--- START OF Data in this exercise ---
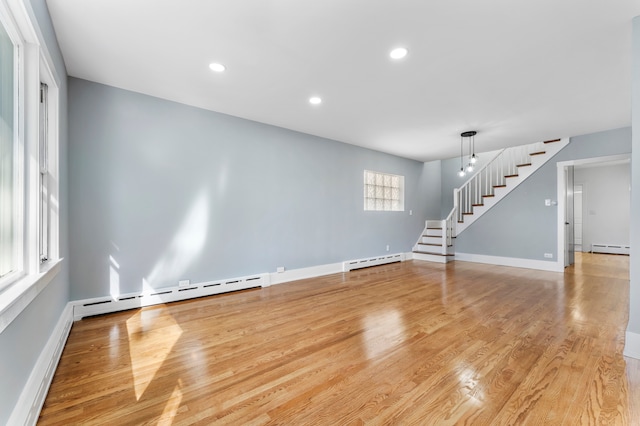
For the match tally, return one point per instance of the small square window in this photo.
(383, 192)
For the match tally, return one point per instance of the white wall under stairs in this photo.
(479, 194)
(433, 245)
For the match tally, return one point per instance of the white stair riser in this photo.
(431, 240)
(432, 258)
(523, 173)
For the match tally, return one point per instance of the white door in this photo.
(578, 191)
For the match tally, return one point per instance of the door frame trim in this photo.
(561, 196)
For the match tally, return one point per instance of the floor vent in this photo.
(350, 265)
(610, 248)
(104, 305)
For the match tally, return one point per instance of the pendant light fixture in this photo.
(470, 135)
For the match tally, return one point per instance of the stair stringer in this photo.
(499, 193)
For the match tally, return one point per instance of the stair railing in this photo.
(493, 174)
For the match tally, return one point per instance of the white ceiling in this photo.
(515, 71)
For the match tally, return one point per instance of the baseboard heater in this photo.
(123, 302)
(610, 248)
(372, 261)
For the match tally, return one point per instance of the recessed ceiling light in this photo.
(398, 53)
(217, 67)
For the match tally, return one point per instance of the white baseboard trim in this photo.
(27, 410)
(334, 268)
(304, 273)
(511, 261)
(632, 345)
(350, 265)
(123, 302)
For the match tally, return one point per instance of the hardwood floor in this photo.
(414, 343)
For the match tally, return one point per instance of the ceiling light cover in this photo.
(398, 53)
(214, 66)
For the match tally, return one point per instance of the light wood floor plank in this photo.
(412, 343)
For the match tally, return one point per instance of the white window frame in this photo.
(31, 275)
(378, 196)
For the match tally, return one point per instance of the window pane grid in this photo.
(383, 191)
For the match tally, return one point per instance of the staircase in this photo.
(508, 169)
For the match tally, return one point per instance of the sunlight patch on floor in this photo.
(152, 335)
(383, 331)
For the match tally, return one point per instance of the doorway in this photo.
(565, 245)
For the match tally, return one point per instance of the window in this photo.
(29, 230)
(383, 192)
(45, 195)
(8, 156)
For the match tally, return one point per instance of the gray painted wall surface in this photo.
(431, 178)
(520, 225)
(634, 297)
(162, 191)
(606, 205)
(23, 340)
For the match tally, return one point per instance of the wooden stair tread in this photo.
(433, 254)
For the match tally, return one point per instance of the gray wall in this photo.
(161, 191)
(23, 340)
(634, 298)
(432, 175)
(520, 225)
(606, 204)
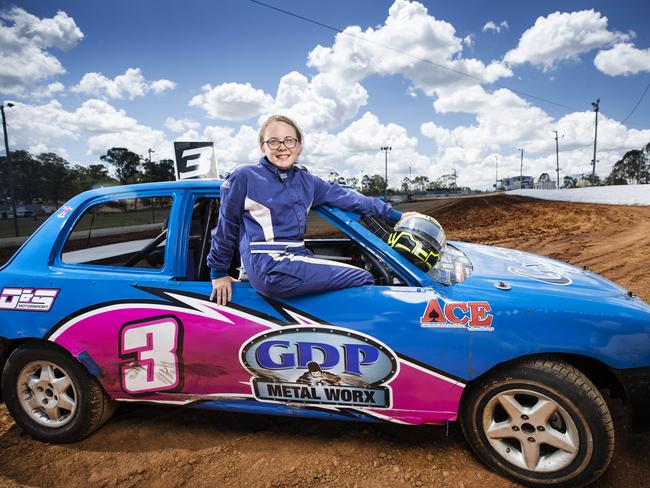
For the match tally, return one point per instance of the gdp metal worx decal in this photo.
(324, 365)
(186, 349)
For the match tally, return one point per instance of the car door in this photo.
(366, 350)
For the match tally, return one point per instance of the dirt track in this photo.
(163, 446)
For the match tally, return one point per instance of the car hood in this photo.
(518, 269)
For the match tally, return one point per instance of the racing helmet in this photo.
(420, 239)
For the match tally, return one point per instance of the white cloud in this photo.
(399, 46)
(129, 85)
(160, 86)
(491, 25)
(356, 150)
(623, 59)
(505, 122)
(181, 125)
(561, 36)
(48, 91)
(232, 101)
(138, 139)
(322, 103)
(24, 43)
(45, 126)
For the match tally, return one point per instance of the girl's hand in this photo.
(222, 289)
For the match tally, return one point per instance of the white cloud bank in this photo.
(25, 41)
(562, 36)
(623, 59)
(129, 85)
(232, 101)
(493, 26)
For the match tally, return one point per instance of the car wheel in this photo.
(52, 396)
(540, 422)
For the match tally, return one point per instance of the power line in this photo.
(404, 53)
(637, 103)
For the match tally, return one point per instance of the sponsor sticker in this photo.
(320, 365)
(475, 316)
(64, 211)
(31, 299)
(534, 268)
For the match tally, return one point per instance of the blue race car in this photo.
(109, 301)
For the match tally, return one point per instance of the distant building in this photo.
(545, 185)
(516, 183)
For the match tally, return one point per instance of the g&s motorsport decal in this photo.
(535, 268)
(30, 299)
(320, 365)
(470, 315)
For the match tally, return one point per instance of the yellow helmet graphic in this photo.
(420, 239)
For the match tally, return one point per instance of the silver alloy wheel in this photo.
(47, 394)
(530, 430)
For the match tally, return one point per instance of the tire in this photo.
(540, 422)
(52, 396)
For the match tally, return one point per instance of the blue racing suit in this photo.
(264, 209)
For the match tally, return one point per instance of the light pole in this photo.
(596, 106)
(521, 171)
(10, 174)
(386, 149)
(557, 159)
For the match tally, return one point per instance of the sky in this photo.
(458, 86)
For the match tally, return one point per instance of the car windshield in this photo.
(454, 267)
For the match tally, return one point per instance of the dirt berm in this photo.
(164, 446)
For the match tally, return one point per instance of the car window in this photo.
(127, 232)
(204, 218)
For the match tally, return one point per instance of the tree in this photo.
(353, 182)
(372, 185)
(57, 177)
(447, 181)
(406, 184)
(633, 167)
(126, 163)
(569, 182)
(420, 183)
(27, 176)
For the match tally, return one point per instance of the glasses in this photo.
(289, 143)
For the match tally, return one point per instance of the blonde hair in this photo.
(279, 118)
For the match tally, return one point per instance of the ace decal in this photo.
(469, 315)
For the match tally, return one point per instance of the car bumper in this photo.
(636, 382)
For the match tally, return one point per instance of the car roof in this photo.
(158, 185)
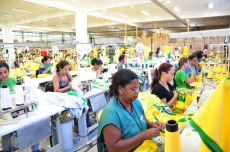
--- END OF Data in this exercise ---
> _Stated task_
Tally the lines in the records above that contain the string "helmet", treating uppercase and lowercase letters as distinct, and give only the number.

> _Response_
2